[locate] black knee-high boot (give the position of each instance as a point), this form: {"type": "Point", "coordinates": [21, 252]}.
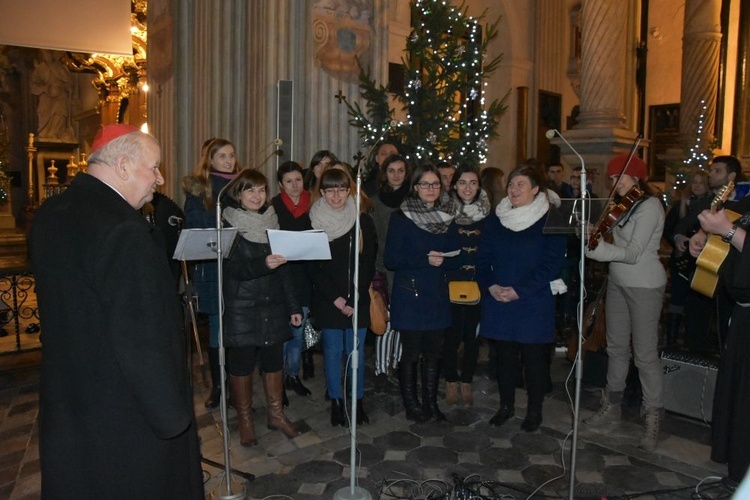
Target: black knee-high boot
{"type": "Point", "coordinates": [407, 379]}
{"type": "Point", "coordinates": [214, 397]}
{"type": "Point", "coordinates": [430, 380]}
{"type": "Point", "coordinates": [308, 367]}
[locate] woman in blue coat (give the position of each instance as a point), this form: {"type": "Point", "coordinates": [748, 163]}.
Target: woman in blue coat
....
[Task description] Could you repeat every line of the records above word for word, leaving out the pictures?

[Answer to the task]
[locate] black knee-high boot (give the position of each instance as a point), this form: {"type": "Point", "coordinates": [21, 252]}.
Target: black knee-high boot
{"type": "Point", "coordinates": [407, 379]}
{"type": "Point", "coordinates": [214, 397]}
{"type": "Point", "coordinates": [430, 380]}
{"type": "Point", "coordinates": [308, 367]}
[locate] woman in blue coat (give the position of each instance as a point), this form: {"type": "Point", "coordinates": [748, 163]}.
Target: woman in blue coat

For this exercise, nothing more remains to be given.